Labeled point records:
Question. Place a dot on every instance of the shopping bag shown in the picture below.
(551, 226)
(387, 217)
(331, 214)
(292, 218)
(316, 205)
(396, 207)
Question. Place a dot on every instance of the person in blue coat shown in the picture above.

| CHALLENGE |
Copy out the lines above word for word, with nothing changed.

| REPLY TO THE TASK |
Question. Place a dot on every instance of the shopping bag shown in the picture below.
(551, 226)
(387, 217)
(331, 214)
(292, 218)
(316, 205)
(396, 207)
Question. Place a dot on every instance of the person in blue coat shown in the picture above.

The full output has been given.